## [PROVIDED DATA]
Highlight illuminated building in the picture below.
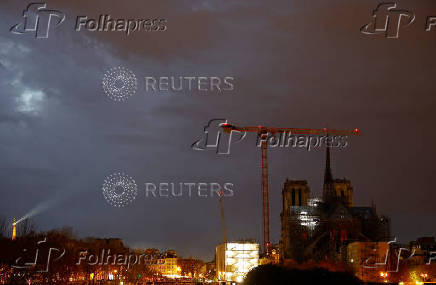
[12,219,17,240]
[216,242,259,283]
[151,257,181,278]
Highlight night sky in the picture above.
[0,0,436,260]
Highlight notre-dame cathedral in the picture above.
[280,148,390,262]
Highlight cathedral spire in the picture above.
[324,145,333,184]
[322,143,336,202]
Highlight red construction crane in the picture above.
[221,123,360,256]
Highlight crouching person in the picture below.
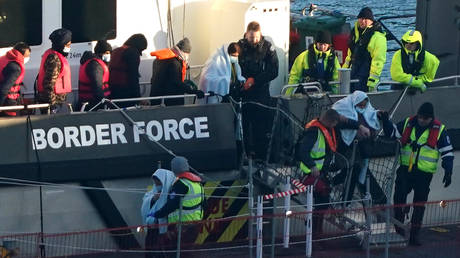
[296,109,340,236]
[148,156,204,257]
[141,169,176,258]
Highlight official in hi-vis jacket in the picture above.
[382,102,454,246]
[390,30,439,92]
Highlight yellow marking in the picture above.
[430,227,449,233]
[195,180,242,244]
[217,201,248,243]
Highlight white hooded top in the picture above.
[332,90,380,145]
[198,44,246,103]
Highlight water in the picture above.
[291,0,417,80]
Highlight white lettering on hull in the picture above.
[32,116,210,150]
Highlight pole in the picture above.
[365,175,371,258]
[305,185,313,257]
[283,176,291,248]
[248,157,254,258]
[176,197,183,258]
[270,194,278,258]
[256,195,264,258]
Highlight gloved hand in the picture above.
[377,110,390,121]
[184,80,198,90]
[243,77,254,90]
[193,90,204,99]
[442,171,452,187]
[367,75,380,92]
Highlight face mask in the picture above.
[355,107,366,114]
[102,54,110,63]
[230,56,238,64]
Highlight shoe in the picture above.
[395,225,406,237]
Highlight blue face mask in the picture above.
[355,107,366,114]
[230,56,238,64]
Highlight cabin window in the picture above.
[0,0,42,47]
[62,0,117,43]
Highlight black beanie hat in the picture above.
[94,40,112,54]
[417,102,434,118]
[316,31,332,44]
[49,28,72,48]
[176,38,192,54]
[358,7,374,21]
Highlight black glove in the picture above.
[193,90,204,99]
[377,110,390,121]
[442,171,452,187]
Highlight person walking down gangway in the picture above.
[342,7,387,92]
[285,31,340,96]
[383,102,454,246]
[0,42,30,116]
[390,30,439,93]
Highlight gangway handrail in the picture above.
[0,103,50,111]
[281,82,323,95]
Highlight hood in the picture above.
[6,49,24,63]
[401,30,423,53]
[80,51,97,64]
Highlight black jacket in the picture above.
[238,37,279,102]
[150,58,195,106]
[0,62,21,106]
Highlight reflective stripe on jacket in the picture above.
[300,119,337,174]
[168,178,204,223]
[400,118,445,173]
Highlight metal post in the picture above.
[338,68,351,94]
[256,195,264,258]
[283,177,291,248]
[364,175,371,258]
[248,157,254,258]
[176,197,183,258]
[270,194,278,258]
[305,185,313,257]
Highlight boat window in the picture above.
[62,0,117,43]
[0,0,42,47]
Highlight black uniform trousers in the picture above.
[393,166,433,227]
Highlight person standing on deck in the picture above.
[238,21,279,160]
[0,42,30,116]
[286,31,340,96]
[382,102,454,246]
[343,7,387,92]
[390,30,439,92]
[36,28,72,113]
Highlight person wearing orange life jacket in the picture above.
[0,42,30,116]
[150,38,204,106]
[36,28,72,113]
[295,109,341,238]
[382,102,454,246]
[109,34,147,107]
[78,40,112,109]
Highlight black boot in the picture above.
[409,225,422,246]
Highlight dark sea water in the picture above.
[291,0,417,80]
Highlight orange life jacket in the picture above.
---
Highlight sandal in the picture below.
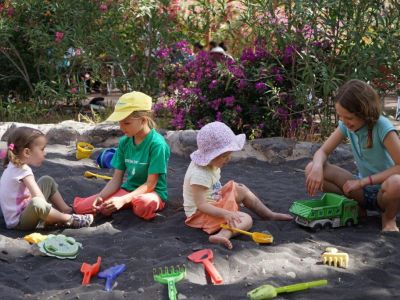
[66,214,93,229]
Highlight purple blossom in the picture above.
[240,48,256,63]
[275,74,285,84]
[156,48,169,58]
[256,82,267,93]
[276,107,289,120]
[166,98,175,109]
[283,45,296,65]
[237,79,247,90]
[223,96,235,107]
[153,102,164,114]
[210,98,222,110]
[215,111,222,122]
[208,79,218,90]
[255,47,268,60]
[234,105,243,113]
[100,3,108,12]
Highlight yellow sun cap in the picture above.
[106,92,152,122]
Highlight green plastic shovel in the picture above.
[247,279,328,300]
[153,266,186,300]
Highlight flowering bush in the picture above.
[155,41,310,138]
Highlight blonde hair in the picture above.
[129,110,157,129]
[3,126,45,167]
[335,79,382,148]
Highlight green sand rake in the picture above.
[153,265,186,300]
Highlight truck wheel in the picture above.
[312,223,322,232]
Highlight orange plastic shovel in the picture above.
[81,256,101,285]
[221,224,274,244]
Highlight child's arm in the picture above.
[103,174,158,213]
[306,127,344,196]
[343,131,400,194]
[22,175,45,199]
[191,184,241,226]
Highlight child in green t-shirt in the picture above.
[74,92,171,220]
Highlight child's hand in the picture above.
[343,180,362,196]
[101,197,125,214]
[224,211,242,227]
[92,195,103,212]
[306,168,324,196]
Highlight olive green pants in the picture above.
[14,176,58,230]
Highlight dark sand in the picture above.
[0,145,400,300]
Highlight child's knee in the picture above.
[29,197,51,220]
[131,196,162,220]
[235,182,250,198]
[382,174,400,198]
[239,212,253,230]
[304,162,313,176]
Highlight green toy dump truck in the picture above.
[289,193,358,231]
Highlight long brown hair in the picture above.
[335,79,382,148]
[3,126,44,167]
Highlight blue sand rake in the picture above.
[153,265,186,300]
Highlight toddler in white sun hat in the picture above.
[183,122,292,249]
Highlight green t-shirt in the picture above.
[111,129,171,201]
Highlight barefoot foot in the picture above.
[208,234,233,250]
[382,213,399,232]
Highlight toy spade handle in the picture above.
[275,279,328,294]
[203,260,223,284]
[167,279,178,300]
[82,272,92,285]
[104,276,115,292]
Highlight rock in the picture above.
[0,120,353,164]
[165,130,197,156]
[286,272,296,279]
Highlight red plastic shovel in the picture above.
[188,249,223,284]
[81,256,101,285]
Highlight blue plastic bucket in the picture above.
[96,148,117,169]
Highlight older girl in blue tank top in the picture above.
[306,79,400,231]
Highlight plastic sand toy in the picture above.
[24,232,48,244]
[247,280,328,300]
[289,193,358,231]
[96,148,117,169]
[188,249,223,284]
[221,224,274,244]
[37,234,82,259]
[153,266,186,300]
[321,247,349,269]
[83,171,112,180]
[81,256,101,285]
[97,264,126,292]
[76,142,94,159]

## [OBJECTIVE]
Update the listing from the line with "Highlight child's knee in the picture above." to the line with "[3,126,44,167]", putting "tipper truck" in place of "dump truck" and leaving everything else unchanged.

## [FINAL RESULT]
Highlight child's knee in the picture above.
[29,197,51,220]
[131,196,162,220]
[235,182,250,198]
[382,174,400,198]
[239,212,253,230]
[304,162,313,176]
Highlight green toy tipper truck in the picture above.
[289,193,358,231]
Highlight long brown hair in the picture above.
[335,79,382,148]
[3,126,44,167]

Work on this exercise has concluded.